» **Provided passage**
A well-preserved feather fragment found in a grave from the Viking era, about one centimeter long. Even after many hundreds of years, you can see the colors and that this is a feather from a crow. Photo: Jørgen Rosvold, NTNU University Museum.

When I first started going out and photographing birds a couple of years ago, I was advised to look for general traits — the shape of the body, the overall flight patterns, the size, those are all important cues. Things like color can be very deceiving. The same color can look different on a sunny and on a cloudy day, and bird colors often play games even on trained eyes. Telling apart a bird by its feathers can be quite tricky, but telling them apart by a single feather? To me, it seems like a pipe dream, but to Rosvold, it’s just another day.

Rosvold is part of a project from the Norwegian University of Science and Technology which aims to develop methods to identify small bits of feather residue. It’s not always possible to tell what species the feather came from, especially if the feather is a few hundreds of years old.

“Sometimes all you can say for sure is that a feather comes from a duck,” says Rosvold — but not which kind of duck.

“It depends on how well preserved the feather is, the kind of feather and whether the species has close relatives,” he says.

Miniscule barbules, the smallest branches of a feather, are examined under a microscope to identify the kind of bird. Here are two different birds. At the bottom left is a rock ptarmigan, a type of game bird with rings around its barbules. At bottom right is a mallard with triangular growths at the ends of its barbules. Photo: Jørgen Rosvold, NTNU University Museum.

Some feathers (most downy parts of feathers) can be quite telling, allowing a clear identification of its previous owners. But sometimes, things are much more difficult, especially when differences between species are subtle.

“In some cases, if we’re unable to identify a feather beyond the family level with microscopes, we can make more headway using DNA analyses. The analyses are easier when we’ve narrowed down the range of possible birds,” says Rosvold.

An intriguing application of this study is studying the relationship early Vikings had to birds. He analyzed a pillow from a Viking grave dating from 1,200 years ago, and you can still see pigmentation in some of these feathers, as well as some distinctive features. For instance, game birds are recognizable by the rings around their barbules, while duck feathers have distinctive triangular growths. The earlier usage of pillow feathers comes from the year 570 and through the Viking era, though there is evidence that elsewhere, Romans also stuffed their pillows with feathers.

(Records from a data collection)
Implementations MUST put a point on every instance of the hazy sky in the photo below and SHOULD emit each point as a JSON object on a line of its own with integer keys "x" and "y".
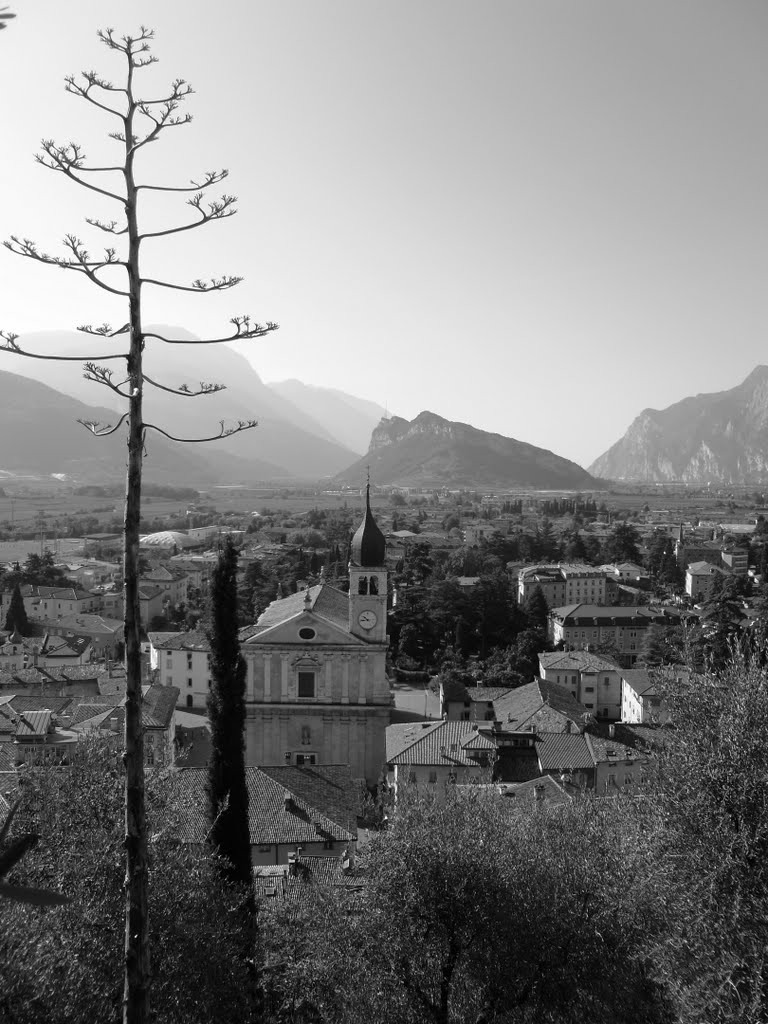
{"x": 539, "y": 217}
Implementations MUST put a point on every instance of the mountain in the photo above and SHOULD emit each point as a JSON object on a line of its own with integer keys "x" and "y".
{"x": 347, "y": 420}
{"x": 435, "y": 453}
{"x": 709, "y": 438}
{"x": 287, "y": 438}
{"x": 42, "y": 436}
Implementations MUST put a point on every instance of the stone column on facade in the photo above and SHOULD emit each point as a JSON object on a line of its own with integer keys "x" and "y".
{"x": 363, "y": 679}
{"x": 285, "y": 696}
{"x": 328, "y": 690}
{"x": 267, "y": 663}
{"x": 345, "y": 678}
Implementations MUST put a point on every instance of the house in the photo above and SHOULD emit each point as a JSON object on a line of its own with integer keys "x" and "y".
{"x": 589, "y": 762}
{"x": 105, "y": 634}
{"x": 46, "y": 651}
{"x": 641, "y": 699}
{"x": 182, "y": 659}
{"x": 469, "y": 704}
{"x": 542, "y": 706}
{"x": 583, "y": 626}
{"x": 595, "y": 682}
{"x": 172, "y": 582}
{"x": 43, "y": 603}
{"x": 433, "y": 755}
{"x": 309, "y": 811}
{"x": 316, "y": 685}
{"x": 566, "y": 583}
{"x": 699, "y": 579}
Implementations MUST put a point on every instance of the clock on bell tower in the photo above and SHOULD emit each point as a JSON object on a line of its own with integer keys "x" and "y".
{"x": 368, "y": 580}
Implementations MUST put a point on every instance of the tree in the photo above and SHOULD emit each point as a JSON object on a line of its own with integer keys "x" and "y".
{"x": 476, "y": 911}
{"x": 712, "y": 834}
{"x": 622, "y": 545}
{"x": 15, "y": 617}
{"x": 140, "y": 122}
{"x": 65, "y": 966}
{"x": 227, "y": 792}
{"x": 537, "y": 610}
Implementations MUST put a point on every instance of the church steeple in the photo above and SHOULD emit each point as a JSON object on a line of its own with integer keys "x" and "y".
{"x": 368, "y": 579}
{"x": 369, "y": 547}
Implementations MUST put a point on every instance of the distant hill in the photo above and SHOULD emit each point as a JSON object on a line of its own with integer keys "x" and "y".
{"x": 346, "y": 419}
{"x": 436, "y": 453}
{"x": 287, "y": 439}
{"x": 709, "y": 438}
{"x": 41, "y": 436}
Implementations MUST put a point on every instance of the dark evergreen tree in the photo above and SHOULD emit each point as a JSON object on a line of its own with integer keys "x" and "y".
{"x": 227, "y": 793}
{"x": 15, "y": 617}
{"x": 537, "y": 610}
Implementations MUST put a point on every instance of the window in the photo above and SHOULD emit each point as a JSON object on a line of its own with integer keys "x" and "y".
{"x": 306, "y": 685}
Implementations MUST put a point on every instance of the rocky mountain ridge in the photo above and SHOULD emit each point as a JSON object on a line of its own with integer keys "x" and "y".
{"x": 720, "y": 437}
{"x": 430, "y": 451}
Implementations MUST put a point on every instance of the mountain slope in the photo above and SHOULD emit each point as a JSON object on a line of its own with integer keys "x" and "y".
{"x": 720, "y": 437}
{"x": 287, "y": 438}
{"x": 435, "y": 453}
{"x": 41, "y": 435}
{"x": 346, "y": 419}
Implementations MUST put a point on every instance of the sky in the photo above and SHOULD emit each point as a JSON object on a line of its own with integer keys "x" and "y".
{"x": 536, "y": 216}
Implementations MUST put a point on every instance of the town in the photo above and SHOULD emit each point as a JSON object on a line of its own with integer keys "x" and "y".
{"x": 402, "y": 651}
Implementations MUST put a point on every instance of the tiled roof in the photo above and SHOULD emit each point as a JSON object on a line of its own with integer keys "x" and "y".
{"x": 158, "y": 706}
{"x": 608, "y": 750}
{"x": 33, "y": 723}
{"x": 487, "y": 693}
{"x": 194, "y": 640}
{"x": 329, "y": 787}
{"x": 275, "y": 815}
{"x": 23, "y": 704}
{"x": 325, "y": 600}
{"x": 446, "y": 743}
{"x": 574, "y": 660}
{"x": 563, "y": 752}
{"x": 520, "y": 705}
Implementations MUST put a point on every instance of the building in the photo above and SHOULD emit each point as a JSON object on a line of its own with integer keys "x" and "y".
{"x": 699, "y": 579}
{"x": 316, "y": 686}
{"x": 182, "y": 659}
{"x": 641, "y": 699}
{"x": 431, "y": 756}
{"x": 595, "y": 682}
{"x": 567, "y": 584}
{"x": 586, "y": 626}
{"x": 304, "y": 811}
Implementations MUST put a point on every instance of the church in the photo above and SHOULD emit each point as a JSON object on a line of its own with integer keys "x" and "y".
{"x": 316, "y": 685}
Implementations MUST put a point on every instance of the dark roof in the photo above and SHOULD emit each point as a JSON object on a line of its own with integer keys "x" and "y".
{"x": 519, "y": 705}
{"x": 446, "y": 743}
{"x": 275, "y": 814}
{"x": 563, "y": 752}
{"x": 323, "y": 600}
{"x": 369, "y": 544}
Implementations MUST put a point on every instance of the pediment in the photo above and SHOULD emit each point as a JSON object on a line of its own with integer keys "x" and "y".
{"x": 288, "y": 633}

» **Task set**
a) In the feather identification article, what does Rosvold say decides whether a feather can be traced to a particular species? Answer in one to three sentences.
b) Go on with the feather identification article from the point where it stops.

» **Your written answers**
a) According to Rosvold, it depends on how well preserved the feather is, what kind of feather it is, and whether the species has close relatives. When differences between species are subtle, a feather may only be identifiable to the level of a group such as ducks.

b)
Feathers haven’t only been found in pillows, they’ve also been found in a trove of other archaeological sites, including unlikely places, such as embedded in a sword.

Feather residues in corroded iron from a Viking sword. Perhaps the sword was laid on a pillow? Photo: Jørgen Rosvold, NTNU University Museum.

But unlike today’s pillows, these ancient ones didn’t have feathers from ducks or geese. Instead, Rosvold found feathers from Europe’s largest owl. This can help archaeologists better understand the relationship between these people and the birds. For instance, we know that they were farming eider (large sea ducks) in central Norway, but we don’t know when they started doing so. We also don’t know exactly how this farming went, but we do know that Vikings built nesting boxes and protect the ducks, and harvested large amounts of feathers from them.

“The cooperation goes way back in time. We’ve found a few eider feathers, but also a lot of assorted feathers,” says Rosvold.

Lastly, knowing how to identify bird feathers could not only be helpful for historians but also to solve crimes or save lives, such as for investigators who need to collect evidence. Analyzing feathers from impact with planes or vehicles could also help engineers improve designs to withstand such unfortunate crashes.

It’s remarkable how much detail lies in these microscopic bits of feathers — and how much help they can provide, from Viking pillows to plane designs.